→ **Task directions**
Find the string "shorts" in the data, and copy out each line that has it.

Dataset entries
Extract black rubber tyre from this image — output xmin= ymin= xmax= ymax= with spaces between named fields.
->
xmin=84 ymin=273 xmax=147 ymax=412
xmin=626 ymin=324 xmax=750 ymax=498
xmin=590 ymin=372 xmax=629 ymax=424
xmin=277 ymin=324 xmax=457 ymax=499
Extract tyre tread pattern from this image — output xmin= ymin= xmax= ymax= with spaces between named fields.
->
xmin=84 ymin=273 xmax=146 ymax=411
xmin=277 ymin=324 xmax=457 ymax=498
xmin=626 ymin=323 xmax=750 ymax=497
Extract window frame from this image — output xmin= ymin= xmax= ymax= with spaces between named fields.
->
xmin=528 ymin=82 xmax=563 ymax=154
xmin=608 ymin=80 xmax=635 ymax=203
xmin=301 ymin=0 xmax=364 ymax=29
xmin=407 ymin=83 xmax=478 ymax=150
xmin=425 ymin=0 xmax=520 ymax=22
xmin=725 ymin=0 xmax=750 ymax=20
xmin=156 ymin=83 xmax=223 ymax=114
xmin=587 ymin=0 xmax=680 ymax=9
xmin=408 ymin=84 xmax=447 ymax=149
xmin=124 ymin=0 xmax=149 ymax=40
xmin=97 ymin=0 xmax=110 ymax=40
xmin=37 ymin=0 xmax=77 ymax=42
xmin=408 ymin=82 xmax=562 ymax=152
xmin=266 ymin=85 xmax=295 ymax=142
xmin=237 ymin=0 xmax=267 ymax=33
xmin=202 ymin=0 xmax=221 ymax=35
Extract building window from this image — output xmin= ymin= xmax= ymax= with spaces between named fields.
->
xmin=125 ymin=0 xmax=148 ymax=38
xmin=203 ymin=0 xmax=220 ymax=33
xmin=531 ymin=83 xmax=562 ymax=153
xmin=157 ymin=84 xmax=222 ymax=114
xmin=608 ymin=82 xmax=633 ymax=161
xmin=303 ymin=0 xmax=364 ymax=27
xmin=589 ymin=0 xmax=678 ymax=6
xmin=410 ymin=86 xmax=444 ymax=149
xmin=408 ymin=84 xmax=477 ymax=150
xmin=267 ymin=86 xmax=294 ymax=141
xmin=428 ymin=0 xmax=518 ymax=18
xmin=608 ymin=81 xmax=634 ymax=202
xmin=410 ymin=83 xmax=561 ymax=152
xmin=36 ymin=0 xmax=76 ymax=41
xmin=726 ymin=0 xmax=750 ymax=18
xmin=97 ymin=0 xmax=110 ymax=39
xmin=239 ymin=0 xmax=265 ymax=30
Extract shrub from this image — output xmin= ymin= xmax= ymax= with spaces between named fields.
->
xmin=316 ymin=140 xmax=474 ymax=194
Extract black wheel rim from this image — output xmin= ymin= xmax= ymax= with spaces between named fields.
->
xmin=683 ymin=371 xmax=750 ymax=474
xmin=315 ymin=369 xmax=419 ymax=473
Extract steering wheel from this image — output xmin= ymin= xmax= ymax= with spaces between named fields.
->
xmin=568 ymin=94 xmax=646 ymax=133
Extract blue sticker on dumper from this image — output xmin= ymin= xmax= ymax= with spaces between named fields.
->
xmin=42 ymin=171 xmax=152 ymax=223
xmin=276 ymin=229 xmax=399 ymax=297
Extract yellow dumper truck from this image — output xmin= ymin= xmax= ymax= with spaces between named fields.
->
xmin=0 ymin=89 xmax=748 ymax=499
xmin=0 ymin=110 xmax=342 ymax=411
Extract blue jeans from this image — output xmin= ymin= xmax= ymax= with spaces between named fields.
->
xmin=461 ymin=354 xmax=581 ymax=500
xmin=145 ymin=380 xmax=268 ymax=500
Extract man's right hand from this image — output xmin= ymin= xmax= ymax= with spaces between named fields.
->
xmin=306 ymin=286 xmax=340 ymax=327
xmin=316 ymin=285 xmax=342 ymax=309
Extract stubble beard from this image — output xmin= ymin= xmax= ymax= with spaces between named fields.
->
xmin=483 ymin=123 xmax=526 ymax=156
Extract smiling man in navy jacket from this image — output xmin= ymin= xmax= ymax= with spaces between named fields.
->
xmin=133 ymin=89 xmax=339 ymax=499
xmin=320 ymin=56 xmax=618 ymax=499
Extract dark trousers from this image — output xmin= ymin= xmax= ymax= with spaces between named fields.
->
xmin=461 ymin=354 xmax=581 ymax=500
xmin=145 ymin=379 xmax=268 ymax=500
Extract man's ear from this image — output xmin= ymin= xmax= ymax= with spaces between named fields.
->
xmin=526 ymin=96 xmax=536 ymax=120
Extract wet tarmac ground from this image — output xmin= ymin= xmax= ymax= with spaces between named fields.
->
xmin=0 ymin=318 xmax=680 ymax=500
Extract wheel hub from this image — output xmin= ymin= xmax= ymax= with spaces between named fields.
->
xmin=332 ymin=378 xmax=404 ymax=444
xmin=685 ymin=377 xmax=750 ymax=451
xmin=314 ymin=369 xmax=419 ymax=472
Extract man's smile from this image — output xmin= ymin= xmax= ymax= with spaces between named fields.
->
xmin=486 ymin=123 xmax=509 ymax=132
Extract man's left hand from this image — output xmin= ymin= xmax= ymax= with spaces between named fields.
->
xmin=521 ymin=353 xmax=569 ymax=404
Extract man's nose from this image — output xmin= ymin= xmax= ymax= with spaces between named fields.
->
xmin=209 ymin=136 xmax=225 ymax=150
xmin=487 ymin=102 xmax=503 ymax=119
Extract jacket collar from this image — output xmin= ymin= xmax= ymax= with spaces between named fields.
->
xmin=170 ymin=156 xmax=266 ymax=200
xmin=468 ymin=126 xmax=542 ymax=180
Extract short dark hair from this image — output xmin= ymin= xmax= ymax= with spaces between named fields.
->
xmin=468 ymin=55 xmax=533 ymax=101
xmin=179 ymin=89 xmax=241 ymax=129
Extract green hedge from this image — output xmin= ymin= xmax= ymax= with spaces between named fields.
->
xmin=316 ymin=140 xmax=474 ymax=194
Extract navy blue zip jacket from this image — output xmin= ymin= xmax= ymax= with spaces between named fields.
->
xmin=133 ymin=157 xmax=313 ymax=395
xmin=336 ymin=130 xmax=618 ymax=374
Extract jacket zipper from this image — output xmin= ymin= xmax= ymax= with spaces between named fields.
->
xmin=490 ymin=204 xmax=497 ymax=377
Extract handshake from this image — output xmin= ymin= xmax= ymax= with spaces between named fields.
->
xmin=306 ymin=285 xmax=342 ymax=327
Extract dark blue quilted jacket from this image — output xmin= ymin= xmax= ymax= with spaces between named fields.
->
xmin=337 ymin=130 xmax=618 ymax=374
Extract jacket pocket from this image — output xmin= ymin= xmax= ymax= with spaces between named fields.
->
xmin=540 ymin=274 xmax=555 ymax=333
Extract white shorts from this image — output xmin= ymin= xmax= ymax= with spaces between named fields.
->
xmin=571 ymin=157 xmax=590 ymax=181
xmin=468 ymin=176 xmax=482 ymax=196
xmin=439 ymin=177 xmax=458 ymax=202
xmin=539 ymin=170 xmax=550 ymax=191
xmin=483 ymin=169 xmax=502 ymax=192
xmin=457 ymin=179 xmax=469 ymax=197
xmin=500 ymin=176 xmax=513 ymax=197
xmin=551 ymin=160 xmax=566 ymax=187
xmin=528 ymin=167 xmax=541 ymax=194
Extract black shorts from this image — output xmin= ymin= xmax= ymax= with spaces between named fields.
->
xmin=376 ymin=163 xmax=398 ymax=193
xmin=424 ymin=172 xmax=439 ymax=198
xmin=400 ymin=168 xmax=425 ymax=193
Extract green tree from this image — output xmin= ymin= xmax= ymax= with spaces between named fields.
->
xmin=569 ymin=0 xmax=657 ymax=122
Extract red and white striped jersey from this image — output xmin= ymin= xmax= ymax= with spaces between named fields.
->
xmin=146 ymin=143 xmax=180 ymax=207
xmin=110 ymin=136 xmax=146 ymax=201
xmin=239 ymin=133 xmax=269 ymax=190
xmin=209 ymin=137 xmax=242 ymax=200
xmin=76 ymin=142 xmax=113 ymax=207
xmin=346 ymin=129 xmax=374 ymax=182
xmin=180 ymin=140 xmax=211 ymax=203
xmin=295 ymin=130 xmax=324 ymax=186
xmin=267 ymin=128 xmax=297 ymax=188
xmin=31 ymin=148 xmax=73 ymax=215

→ **Exercise output**
Extract white shorts from this image — output xmin= ymin= xmax= ymax= with spaces between named fields.
Extract black shorts from this image — output xmin= ymin= xmax= ymax= with spaces between named fields.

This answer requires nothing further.